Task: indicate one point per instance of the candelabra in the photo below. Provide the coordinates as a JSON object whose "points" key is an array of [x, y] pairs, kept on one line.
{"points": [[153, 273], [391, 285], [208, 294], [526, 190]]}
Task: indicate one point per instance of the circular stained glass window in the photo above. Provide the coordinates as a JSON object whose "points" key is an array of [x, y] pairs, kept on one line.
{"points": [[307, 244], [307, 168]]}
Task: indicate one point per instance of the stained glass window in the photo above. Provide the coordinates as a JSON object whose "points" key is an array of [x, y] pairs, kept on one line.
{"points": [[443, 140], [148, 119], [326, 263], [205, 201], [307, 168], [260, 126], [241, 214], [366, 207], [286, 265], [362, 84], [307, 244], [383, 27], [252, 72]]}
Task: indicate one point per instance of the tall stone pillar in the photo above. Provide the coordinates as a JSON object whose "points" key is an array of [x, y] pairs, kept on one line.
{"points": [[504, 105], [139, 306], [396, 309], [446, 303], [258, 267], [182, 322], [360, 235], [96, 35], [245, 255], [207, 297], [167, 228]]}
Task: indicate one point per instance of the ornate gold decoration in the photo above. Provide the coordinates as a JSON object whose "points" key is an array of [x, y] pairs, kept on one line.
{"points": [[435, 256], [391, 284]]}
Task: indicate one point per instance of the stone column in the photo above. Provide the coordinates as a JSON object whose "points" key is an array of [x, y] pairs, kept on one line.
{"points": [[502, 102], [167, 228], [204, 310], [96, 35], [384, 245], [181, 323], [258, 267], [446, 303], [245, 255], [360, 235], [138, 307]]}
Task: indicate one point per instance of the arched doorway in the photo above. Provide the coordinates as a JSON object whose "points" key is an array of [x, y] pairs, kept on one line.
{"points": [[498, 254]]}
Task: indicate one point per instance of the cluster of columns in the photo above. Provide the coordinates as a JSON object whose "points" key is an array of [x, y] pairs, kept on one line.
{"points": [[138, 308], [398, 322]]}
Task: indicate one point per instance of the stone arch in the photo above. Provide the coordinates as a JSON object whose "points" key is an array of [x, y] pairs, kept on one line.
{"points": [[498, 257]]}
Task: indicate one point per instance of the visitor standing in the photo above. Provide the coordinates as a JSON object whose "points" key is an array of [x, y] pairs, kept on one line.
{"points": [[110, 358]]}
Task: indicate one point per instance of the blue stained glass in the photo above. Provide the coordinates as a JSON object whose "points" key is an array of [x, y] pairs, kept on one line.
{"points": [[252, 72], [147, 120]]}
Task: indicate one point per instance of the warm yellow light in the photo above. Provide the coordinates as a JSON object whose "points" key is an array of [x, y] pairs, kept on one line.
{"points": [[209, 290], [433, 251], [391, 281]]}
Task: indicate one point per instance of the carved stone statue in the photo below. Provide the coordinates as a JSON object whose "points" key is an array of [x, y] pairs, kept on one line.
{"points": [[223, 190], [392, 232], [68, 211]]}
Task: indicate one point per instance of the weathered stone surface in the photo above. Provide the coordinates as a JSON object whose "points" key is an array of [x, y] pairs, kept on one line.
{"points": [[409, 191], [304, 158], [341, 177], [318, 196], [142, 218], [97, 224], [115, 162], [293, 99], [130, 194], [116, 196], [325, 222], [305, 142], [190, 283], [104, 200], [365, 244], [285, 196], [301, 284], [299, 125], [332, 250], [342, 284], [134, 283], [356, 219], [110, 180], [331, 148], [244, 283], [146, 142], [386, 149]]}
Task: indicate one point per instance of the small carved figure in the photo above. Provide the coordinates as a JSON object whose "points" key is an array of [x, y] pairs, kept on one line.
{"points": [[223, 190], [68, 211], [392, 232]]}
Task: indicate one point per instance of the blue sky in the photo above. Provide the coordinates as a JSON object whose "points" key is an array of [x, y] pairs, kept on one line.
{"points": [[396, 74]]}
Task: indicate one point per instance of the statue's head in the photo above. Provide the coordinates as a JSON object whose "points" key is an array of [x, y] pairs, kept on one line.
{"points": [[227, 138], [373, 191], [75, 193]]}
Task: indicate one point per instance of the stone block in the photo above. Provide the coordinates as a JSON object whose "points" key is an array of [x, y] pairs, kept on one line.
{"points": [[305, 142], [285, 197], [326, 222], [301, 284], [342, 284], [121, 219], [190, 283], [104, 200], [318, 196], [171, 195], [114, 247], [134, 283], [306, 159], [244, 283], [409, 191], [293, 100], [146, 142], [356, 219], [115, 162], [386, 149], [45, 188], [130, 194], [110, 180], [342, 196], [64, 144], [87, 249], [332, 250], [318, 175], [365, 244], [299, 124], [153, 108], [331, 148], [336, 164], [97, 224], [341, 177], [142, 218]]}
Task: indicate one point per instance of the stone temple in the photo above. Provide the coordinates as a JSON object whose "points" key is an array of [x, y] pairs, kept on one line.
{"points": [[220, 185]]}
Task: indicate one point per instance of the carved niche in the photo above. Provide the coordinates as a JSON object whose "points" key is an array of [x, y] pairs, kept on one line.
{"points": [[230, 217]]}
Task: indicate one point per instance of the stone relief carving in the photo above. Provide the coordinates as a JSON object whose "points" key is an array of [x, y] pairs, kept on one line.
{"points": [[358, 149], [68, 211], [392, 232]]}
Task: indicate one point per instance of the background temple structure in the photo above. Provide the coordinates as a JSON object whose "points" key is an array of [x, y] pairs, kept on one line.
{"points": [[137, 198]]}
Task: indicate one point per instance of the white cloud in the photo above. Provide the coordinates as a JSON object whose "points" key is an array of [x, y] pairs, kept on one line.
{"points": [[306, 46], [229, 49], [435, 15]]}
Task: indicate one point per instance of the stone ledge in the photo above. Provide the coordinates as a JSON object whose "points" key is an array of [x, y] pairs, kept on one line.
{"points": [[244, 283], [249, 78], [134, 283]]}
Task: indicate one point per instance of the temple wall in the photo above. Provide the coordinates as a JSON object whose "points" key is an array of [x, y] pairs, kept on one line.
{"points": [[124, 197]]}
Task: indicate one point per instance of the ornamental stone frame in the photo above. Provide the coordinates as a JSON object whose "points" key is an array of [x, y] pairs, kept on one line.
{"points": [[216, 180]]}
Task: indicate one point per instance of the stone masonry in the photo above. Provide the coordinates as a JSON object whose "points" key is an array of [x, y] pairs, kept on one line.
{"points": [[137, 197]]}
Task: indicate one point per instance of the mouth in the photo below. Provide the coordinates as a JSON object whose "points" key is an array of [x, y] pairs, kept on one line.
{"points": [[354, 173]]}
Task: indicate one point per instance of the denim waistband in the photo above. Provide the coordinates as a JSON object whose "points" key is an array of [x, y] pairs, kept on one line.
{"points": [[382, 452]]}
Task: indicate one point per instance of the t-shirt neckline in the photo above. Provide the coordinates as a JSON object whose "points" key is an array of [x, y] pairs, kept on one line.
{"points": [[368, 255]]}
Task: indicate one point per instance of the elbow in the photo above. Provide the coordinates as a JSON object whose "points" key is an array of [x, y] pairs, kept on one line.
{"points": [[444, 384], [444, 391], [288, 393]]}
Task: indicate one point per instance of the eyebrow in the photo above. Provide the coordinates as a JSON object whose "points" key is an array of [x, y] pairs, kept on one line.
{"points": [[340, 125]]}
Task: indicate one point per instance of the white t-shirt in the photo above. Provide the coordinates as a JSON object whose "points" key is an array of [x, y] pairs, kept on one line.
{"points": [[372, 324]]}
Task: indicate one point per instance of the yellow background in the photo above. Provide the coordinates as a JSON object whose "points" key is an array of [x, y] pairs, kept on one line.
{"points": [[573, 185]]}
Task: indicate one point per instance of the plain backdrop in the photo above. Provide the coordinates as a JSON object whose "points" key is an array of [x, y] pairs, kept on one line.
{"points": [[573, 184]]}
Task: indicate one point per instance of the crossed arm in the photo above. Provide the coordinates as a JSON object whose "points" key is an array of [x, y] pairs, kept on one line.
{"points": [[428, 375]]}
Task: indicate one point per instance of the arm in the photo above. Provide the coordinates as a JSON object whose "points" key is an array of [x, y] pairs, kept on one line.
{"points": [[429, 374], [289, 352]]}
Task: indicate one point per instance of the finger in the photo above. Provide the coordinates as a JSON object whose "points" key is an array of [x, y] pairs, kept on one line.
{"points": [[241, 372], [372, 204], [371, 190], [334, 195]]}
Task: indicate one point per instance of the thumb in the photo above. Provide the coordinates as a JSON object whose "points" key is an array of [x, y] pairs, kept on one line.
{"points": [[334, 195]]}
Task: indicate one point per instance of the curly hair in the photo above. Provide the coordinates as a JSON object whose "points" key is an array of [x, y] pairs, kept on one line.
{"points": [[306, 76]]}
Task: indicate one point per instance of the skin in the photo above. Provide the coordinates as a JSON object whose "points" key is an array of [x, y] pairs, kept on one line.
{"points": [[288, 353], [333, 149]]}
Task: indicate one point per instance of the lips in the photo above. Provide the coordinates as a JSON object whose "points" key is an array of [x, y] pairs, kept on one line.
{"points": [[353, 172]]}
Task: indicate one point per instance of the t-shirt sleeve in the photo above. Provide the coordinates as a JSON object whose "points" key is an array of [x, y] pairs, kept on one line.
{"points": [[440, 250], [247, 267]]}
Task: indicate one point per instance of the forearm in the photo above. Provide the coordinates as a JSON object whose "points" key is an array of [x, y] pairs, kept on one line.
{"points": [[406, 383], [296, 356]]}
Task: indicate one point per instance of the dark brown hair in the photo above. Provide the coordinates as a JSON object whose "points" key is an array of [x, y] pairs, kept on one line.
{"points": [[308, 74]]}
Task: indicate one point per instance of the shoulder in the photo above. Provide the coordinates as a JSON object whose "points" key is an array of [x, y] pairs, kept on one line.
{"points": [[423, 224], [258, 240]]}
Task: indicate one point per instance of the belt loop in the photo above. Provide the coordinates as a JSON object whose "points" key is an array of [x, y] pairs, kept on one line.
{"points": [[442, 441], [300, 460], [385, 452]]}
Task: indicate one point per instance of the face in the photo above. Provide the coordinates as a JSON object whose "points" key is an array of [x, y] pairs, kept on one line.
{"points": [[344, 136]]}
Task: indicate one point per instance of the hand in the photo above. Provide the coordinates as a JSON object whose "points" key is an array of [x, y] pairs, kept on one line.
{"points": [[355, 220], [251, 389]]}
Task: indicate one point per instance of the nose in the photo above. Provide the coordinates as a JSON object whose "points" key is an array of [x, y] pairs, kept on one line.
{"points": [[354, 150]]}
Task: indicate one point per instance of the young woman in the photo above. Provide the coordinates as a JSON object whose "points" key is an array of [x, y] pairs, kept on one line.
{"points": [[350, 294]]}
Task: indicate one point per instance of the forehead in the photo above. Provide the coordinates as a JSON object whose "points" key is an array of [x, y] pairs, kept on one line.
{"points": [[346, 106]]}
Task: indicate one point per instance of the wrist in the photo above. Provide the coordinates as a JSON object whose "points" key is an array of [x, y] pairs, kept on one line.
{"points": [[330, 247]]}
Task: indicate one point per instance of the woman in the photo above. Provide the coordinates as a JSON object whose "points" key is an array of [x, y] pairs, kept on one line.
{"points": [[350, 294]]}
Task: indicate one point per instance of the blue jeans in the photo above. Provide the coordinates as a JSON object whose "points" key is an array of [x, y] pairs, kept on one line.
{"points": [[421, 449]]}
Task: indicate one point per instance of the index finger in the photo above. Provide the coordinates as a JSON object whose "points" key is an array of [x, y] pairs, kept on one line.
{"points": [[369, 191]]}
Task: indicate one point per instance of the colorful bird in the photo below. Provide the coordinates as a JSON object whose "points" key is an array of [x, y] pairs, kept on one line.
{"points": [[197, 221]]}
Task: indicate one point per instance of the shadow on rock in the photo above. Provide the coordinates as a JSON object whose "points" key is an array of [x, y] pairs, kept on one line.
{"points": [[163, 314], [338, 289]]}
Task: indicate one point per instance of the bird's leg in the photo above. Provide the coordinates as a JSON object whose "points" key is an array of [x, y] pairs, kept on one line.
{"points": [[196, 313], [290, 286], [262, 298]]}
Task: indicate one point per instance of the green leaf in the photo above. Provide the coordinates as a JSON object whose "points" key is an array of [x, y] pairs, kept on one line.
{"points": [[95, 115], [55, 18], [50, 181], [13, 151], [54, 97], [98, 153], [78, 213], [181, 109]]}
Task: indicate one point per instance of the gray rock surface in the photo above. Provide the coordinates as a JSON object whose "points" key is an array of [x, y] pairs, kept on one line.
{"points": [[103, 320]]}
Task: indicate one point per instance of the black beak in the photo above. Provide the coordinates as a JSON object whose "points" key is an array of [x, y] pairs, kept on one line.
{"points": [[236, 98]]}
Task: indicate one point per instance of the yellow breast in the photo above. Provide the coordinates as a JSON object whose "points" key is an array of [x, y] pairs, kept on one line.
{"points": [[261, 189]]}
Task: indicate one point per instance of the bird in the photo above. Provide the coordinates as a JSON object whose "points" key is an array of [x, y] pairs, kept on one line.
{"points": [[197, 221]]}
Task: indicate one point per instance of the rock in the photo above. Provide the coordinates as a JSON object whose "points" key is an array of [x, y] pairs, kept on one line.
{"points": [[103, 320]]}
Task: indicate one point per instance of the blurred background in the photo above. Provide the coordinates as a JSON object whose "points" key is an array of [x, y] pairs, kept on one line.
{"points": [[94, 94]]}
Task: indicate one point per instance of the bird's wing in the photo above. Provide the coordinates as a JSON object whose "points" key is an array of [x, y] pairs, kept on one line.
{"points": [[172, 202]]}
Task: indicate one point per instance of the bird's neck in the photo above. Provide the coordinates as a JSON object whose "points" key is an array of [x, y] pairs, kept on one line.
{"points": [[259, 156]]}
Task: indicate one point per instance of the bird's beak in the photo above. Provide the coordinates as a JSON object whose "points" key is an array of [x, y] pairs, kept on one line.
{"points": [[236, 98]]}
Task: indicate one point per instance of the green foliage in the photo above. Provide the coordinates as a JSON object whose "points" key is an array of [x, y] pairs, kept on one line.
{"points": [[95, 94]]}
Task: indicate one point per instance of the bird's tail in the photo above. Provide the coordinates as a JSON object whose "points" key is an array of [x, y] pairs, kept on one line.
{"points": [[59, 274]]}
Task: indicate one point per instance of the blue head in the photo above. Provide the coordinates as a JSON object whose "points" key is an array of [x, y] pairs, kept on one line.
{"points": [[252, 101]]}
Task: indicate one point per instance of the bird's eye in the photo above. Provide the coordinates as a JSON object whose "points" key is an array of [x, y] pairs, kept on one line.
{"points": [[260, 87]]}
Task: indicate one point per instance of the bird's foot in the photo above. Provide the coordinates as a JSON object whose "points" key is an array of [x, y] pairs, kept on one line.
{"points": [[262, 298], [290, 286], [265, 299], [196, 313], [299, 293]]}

Directive >> In the records above, find the line containing "Task: indicate one point per instance of the bird's tail"; please retype it and every line after it through the last line, exactly and with nothing else.

Written response >>
Task: indicate one point per instance of the bird's tail in the photo above. Provide the coordinates as a JSON object whose "points" key is an array of [x, y] pairs, kept on one line.
{"points": [[59, 274]]}
Task: indicate one point per instance of the blue head in the photo above. Provide the coordinates as a JSON object whose "points" key is an array of [x, y] pairs, kept on one line.
{"points": [[252, 101]]}
Task: indicate one point per instance of the bird's eye in the photo above. Provide the coordinates as a JSON object whose "points" key is an array of [x, y] pairs, kept on one line.
{"points": [[260, 87]]}
Task: indicate one point per instance of the bird's foot in the photo above. Provide the coordinates as a JSON object whose "points" key is an array of [x, y] pairs, kept on one line.
{"points": [[262, 298], [290, 286], [265, 299], [196, 313], [299, 293]]}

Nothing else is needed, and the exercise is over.